## Exercise details
From the entries below, say how many lines carry the word "with", and give nothing but the number.

Saved data entries:
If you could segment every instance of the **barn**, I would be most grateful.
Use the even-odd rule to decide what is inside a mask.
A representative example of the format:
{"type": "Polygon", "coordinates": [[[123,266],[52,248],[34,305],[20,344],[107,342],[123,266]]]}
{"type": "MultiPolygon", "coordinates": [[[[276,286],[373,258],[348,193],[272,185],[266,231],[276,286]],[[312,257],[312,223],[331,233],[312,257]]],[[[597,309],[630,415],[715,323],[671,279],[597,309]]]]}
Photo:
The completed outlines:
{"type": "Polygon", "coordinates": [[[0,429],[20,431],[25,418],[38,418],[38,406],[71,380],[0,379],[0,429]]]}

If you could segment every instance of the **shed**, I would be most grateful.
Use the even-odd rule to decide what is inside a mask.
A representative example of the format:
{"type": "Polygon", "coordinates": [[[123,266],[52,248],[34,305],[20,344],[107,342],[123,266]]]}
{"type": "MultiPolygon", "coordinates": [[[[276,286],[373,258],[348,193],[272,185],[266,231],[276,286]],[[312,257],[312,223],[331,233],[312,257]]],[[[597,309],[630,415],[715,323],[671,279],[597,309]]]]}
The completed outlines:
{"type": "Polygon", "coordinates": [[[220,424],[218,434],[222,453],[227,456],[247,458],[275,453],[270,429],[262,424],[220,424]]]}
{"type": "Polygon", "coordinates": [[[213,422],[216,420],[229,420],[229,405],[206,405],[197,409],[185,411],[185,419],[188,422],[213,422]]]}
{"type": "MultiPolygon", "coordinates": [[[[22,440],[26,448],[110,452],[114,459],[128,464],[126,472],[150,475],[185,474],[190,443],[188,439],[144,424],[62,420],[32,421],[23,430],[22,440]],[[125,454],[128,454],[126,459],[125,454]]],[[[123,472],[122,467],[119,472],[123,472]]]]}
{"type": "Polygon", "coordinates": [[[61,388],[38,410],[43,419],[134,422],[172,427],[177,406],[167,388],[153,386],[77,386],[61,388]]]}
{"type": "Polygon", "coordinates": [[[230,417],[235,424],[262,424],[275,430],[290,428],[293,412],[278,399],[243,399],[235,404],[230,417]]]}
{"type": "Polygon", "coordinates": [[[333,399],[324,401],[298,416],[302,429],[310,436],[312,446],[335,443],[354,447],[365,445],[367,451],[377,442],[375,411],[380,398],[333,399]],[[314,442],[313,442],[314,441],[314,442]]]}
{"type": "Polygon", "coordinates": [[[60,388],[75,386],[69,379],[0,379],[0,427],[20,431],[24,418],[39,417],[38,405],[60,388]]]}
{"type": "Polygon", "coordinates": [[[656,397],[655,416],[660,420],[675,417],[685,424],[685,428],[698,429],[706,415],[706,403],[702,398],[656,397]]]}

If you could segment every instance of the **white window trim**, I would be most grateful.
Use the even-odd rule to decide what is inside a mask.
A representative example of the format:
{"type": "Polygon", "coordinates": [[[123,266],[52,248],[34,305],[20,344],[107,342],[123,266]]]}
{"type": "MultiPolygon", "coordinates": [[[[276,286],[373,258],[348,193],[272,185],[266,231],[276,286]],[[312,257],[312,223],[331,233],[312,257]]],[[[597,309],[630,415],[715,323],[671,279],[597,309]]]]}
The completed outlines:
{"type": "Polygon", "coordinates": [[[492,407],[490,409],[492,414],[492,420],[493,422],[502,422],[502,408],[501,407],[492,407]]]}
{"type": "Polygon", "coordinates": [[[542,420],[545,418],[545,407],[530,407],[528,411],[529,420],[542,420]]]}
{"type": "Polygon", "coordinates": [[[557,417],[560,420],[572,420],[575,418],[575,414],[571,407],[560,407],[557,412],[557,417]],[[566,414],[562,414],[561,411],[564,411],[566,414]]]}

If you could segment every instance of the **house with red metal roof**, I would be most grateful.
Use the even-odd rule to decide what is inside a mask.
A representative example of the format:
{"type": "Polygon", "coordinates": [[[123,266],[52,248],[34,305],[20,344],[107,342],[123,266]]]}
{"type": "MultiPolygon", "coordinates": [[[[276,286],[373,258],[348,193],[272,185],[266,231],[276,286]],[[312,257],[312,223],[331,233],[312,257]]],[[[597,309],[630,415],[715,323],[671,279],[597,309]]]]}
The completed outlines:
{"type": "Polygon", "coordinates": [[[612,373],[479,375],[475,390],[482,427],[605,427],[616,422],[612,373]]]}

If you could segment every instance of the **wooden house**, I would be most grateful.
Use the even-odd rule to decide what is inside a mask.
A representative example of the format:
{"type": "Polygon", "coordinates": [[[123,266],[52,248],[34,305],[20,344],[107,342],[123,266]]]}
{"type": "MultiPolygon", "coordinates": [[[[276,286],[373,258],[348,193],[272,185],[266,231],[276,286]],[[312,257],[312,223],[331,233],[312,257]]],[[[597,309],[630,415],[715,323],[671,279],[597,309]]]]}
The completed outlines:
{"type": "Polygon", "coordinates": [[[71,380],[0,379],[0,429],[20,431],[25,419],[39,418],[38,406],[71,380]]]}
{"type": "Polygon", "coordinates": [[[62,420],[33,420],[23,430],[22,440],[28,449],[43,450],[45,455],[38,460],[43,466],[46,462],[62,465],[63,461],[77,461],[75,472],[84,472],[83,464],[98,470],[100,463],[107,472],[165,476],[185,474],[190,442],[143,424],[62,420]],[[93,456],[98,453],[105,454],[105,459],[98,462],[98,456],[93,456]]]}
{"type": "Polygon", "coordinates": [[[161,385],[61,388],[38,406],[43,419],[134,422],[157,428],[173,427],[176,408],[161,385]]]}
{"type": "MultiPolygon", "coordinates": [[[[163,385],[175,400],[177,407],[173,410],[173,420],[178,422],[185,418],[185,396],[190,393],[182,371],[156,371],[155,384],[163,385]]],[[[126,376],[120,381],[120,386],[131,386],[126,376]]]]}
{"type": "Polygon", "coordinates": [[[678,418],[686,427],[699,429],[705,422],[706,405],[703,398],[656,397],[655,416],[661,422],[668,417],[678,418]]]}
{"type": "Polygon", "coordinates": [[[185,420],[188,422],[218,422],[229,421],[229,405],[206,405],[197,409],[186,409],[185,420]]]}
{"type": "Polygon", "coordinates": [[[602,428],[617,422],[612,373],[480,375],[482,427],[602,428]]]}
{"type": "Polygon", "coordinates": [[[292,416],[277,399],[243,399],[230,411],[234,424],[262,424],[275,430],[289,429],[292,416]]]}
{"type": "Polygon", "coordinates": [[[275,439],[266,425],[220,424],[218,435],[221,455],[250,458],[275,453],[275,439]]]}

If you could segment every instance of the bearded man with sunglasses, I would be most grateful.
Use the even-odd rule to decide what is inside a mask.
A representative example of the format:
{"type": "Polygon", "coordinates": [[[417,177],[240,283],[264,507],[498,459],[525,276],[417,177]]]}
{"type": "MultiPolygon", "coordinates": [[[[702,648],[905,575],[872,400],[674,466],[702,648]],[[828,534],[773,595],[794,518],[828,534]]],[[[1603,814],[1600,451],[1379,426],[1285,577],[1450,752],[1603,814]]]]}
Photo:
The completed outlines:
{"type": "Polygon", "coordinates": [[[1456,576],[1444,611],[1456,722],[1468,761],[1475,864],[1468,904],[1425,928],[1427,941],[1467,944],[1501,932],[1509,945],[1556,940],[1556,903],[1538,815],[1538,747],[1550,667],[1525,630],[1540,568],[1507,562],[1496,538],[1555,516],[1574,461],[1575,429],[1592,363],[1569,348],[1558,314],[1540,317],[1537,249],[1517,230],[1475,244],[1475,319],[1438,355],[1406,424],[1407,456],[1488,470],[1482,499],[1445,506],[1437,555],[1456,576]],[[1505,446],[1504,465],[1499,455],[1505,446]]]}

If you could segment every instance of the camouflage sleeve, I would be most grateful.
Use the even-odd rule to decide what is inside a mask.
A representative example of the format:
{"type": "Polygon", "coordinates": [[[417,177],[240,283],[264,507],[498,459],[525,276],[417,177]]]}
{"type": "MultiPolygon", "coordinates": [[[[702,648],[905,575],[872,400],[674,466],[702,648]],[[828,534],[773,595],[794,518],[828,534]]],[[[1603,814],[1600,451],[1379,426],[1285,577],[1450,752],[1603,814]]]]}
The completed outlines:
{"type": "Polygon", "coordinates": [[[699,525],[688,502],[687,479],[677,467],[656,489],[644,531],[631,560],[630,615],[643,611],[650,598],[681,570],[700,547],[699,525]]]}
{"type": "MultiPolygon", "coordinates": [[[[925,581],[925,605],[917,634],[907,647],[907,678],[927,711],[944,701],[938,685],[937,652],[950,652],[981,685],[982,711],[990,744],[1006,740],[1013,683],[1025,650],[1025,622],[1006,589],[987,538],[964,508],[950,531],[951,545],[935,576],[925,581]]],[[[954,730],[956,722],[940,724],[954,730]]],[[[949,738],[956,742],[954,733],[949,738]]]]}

## Problem solution
2